[Dataset entries]
◇ ◇ ◇ ◇ ◇

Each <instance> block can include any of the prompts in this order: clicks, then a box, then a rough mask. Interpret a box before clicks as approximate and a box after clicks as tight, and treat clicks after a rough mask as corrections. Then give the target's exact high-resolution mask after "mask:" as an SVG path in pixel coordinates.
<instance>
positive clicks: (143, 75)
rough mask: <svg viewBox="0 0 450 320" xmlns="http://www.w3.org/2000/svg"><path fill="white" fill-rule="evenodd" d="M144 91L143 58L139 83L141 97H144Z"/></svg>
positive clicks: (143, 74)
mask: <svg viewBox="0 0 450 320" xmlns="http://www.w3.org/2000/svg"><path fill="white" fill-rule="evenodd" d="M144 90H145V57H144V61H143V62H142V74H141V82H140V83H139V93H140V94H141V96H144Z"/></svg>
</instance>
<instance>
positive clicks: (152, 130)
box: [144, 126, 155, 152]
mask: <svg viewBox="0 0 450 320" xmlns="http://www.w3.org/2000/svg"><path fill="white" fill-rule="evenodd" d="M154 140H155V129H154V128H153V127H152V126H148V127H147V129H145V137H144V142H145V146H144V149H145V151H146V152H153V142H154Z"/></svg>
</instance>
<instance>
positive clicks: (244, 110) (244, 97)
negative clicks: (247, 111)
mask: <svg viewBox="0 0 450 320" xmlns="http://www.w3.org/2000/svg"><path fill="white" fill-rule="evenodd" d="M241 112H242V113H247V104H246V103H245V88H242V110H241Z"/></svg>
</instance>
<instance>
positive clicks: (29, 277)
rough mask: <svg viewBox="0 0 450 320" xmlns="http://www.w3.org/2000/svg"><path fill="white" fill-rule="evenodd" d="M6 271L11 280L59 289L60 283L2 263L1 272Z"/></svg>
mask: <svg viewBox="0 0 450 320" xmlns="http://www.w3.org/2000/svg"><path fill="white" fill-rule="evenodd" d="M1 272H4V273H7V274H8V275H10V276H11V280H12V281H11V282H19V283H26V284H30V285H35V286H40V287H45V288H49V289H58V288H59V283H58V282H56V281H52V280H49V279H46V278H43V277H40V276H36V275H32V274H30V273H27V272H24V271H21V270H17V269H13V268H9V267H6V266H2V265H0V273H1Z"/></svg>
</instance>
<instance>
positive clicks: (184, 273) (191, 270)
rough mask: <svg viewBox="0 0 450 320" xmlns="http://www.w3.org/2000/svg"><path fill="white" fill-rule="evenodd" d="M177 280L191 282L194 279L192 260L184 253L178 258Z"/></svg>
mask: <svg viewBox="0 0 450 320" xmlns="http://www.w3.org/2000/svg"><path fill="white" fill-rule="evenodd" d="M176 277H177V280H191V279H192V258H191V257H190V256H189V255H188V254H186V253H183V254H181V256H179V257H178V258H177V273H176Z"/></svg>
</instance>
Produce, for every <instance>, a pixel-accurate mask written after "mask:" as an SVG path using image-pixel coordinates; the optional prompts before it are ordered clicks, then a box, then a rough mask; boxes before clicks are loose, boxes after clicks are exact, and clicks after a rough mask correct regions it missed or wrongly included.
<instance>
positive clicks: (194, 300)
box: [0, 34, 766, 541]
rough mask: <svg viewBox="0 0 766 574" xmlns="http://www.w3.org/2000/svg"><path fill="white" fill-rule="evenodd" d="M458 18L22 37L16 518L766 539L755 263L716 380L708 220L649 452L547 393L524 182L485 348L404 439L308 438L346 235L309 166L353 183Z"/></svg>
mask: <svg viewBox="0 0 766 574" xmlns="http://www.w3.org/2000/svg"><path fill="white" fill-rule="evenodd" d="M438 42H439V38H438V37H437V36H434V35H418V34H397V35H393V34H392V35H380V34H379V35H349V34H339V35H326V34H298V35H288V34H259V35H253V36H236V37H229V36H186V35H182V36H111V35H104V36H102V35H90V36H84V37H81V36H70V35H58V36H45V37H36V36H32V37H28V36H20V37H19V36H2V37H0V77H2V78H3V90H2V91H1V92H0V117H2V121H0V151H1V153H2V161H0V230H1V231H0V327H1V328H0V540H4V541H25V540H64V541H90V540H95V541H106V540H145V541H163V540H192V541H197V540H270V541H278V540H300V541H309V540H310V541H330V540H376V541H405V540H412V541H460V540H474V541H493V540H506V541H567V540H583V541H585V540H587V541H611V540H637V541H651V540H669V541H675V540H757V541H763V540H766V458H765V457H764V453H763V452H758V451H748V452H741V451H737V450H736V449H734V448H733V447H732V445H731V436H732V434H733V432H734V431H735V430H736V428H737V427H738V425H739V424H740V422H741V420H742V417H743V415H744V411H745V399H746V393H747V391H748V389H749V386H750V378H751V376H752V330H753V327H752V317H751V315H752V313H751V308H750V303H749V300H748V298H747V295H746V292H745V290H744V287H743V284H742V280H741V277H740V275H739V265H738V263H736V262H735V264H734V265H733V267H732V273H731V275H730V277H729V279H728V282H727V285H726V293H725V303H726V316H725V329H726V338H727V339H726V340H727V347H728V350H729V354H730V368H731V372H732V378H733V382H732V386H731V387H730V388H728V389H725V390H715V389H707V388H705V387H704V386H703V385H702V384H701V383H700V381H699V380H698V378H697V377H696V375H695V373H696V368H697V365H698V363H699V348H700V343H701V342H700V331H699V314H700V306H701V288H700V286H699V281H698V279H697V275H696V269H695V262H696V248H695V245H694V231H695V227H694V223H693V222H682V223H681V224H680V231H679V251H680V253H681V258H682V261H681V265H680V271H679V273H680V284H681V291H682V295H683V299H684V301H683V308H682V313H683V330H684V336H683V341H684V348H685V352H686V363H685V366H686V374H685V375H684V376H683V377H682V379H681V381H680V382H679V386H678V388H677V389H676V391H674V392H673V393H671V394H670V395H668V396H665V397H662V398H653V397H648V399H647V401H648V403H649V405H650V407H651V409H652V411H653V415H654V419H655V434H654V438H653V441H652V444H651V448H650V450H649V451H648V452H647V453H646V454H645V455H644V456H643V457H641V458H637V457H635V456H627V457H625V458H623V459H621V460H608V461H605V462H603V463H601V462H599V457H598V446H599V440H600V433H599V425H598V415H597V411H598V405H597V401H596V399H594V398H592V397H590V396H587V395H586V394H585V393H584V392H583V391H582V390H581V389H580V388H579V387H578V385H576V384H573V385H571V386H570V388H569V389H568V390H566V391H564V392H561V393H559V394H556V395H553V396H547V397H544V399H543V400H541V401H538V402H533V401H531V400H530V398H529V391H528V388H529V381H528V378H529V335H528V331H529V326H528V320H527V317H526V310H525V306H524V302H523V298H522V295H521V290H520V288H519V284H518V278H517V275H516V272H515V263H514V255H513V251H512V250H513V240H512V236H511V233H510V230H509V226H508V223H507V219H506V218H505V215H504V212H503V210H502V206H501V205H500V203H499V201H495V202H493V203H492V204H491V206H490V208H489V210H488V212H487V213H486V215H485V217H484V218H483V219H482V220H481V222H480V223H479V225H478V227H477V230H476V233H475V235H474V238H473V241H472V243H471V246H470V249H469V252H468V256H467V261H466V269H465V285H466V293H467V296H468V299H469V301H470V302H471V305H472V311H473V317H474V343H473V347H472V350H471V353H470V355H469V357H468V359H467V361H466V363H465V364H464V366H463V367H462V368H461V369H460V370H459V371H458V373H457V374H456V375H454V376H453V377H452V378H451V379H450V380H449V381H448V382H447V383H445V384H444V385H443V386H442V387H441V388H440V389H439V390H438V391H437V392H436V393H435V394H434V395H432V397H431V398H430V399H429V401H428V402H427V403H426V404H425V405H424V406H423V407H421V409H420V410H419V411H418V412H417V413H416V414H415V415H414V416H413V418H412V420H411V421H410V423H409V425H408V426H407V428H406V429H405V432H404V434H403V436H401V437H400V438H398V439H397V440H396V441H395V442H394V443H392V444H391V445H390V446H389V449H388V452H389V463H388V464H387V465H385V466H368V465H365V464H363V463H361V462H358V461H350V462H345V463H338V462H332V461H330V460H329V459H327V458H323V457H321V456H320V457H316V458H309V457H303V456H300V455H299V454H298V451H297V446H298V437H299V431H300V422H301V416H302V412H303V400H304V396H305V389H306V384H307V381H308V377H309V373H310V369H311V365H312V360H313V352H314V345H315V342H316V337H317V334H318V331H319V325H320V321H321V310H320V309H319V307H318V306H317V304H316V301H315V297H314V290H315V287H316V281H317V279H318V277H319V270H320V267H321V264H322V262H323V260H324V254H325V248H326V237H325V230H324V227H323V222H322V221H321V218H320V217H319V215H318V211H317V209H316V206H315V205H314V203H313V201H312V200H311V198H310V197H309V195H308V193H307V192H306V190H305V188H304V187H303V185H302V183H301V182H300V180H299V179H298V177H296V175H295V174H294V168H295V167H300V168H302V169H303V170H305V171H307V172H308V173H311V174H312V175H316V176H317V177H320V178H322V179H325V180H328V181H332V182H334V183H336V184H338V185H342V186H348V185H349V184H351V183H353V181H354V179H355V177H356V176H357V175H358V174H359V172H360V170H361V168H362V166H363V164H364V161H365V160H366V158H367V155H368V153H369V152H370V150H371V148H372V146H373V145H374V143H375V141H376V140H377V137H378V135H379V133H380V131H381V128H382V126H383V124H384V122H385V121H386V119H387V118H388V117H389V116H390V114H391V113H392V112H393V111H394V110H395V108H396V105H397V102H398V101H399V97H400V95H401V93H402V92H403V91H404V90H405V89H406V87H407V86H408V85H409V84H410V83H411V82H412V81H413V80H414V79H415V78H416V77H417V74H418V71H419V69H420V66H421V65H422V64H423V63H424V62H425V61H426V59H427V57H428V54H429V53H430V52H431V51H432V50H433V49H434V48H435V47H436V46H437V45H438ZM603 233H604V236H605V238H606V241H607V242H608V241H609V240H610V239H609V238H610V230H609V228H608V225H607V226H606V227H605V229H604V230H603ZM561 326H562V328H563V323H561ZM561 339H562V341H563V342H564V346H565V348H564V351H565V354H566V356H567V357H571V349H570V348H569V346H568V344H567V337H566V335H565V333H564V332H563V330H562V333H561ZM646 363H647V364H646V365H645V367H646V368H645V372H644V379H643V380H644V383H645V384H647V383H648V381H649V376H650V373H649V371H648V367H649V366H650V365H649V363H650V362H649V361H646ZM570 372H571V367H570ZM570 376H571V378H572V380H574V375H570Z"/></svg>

◇ ◇ ◇ ◇ ◇

◆ Problem requirements
Your answer must consist only of the lines from the start of the records above through the line with "positive clicks: (152, 130)", each retyped exactly.

◆ Task output
Each <instance> block can include any of the prompts in this order: clicks, then a box, then a rough mask. Interpret a box before clicks as approximate and a box after clicks as tight, and treat clicks after a rough mask as corrections. Then give the target's exact high-resolution mask after "mask:" as an SVG path in pixel coordinates.
<instance>
positive clicks: (143, 75)
rough mask: <svg viewBox="0 0 450 320" xmlns="http://www.w3.org/2000/svg"><path fill="white" fill-rule="evenodd" d="M144 91L143 58L139 83L141 97H144Z"/></svg>
positive clicks: (143, 74)
mask: <svg viewBox="0 0 450 320" xmlns="http://www.w3.org/2000/svg"><path fill="white" fill-rule="evenodd" d="M144 90H145V57H144V61H143V62H142V74H141V82H140V83H139V93H140V94H141V96H144Z"/></svg>
</instance>
<instance>
positive clicks: (152, 130)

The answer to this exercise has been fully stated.